Problem to work on:
Every entry here needs to be repeated exactly.

:: Data listing

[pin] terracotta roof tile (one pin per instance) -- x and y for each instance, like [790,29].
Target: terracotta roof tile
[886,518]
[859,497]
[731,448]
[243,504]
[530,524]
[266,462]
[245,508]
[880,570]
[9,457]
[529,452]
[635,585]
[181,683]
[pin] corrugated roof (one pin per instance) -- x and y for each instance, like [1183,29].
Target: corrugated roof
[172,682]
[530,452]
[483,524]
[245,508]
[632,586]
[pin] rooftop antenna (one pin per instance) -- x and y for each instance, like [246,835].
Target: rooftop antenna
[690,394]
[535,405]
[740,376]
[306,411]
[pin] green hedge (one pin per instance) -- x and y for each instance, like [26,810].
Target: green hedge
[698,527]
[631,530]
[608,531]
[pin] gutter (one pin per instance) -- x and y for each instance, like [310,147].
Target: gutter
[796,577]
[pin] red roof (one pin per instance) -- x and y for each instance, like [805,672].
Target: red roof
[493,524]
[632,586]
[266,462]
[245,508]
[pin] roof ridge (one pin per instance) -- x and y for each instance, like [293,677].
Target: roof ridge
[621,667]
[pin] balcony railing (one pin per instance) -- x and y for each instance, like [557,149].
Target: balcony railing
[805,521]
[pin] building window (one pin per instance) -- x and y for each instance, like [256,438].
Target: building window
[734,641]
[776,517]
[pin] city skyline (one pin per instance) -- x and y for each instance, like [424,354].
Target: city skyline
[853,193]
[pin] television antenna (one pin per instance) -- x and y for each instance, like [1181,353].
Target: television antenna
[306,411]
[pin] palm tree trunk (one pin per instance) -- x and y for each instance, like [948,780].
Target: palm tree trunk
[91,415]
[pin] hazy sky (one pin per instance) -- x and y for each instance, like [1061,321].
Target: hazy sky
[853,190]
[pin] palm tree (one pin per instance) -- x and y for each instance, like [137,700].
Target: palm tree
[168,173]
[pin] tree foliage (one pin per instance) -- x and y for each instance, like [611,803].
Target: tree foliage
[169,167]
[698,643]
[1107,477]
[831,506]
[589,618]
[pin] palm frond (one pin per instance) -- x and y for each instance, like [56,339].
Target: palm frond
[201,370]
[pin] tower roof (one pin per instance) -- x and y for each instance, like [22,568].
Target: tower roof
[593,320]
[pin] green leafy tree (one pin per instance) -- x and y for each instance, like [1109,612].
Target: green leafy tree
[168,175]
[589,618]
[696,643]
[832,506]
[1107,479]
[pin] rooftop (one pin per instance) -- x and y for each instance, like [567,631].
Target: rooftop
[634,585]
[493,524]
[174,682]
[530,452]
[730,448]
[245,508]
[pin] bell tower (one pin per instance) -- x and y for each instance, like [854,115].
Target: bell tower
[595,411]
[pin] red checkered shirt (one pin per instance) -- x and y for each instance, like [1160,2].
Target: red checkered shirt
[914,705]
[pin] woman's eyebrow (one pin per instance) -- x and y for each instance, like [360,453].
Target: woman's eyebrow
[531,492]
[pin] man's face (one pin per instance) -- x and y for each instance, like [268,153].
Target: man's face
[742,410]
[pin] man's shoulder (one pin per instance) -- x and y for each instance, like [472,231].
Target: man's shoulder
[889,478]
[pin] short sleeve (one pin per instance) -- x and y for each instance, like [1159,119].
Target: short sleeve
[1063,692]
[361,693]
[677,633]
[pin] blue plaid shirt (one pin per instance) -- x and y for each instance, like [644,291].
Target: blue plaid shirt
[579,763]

::::

Exercise answer:
[pin] terracotta roof tile (one pin per instance) -- x and y for each instance, like [790,29].
Target: terracotta roof tile
[886,518]
[859,497]
[731,448]
[243,504]
[530,524]
[266,462]
[245,508]
[880,570]
[9,457]
[529,452]
[635,585]
[181,683]
[pin] corrugated roof (one pin per instance) -- x and y for each instance, like [1183,29].
Target: corrugated roof
[172,682]
[530,452]
[483,524]
[245,508]
[632,586]
[pin] rooftop antenna (one pin per instance) -- x and y for each instance, like [246,835].
Target: rooftop antenna
[690,394]
[535,405]
[740,376]
[306,411]
[pin] green hedge (one pin per instance) -- x and y for each instance, like [26,810].
Target: green hedge
[698,527]
[631,530]
[608,531]
[pin] gutter (one pin per instance) -- x and y for each instance, like [310,147].
Target: gutter
[796,577]
[pin] red roof (one pin per instance) -- x and y for each instance, like [805,672].
Target: red roof
[493,524]
[632,586]
[266,462]
[245,508]
[pin] roof ridge (one pin per instance) -- x and y for each instance, like [293,677].
Target: roof ridge
[621,667]
[pin] balcony railing (one pin per instance) -- x and y for each instance, like [557,149].
Target: balcony railing
[805,521]
[pin] building window (one pin per instance) -- x and y for each instance, like [256,438].
Target: building window
[734,641]
[776,517]
[pin] city skyline (one pin per instance) -- x and y for each instance, like [424,354].
Target: city skyline
[853,193]
[pin] television antenna (one pin per instance) -- x and y for each instance, like [1181,353].
Target: television antenna
[306,411]
[pin] palm tree trunk (one pin per instance) -- x and y for each instance, like [948,780].
Target: palm tree trunk
[91,415]
[pin] hazy sky (one pin per instance) -- x and y for each instance, like [1061,321].
Target: hazy sky
[853,190]
[pin] palm tree (one pin per instance) -- x and y for each instance, like [137,700].
Target: palm tree
[168,173]
[pin] tree foliage (one pin per instance) -- x and y for each instance, like [611,803].
Target: tree foliage
[169,167]
[698,643]
[1107,477]
[831,506]
[589,618]
[pin] palm frond (one pin per instance) -- x and y for each instance, like [56,339].
Target: palm frond
[201,370]
[pin] tower roof (one pin per instance) -- x and y for each instance, like [22,568].
Target: tower roof
[593,320]
[pin] green leafy tree (one pin per instance) -- x and y for each instance, like [1109,612].
Target: green leafy tree
[168,175]
[589,618]
[696,643]
[832,506]
[1107,479]
[pin] rooftop (one pin per instance) -- x and y for each instance, like [567,631].
Target: rooftop
[634,585]
[493,524]
[174,682]
[530,452]
[730,448]
[245,508]
[pin] bell tower (one pin per instance) -- x and y for each instance, like [854,115].
Target: bell tower
[595,411]
[pin] red checkered shirt (one pin per instance) -- x and y for each instance, like [1160,2].
Target: red checkered shirt
[914,705]
[pin] woman's eyebrow (one pin per instance) -- x and y for each instance, like [360,453].
Target: woman's eyebrow
[531,492]
[pin] man's face (one pin per instance) -- x and y for each instance, like [268,153].
Target: man's face
[742,410]
[pin] man's shoulder (one pin per instance) -- x and y for each instance, like [472,231].
Target: man's shoulder
[889,478]
[pin] short sleeve (one pin per instance) -- x and y for each instance, like [1159,119].
Target: short sleeve
[1063,692]
[361,693]
[677,633]
[pin] blue plaid shirt (one pin per instance) -- x and y for each instance, like [644,291].
Target: blue plaid shirt
[579,763]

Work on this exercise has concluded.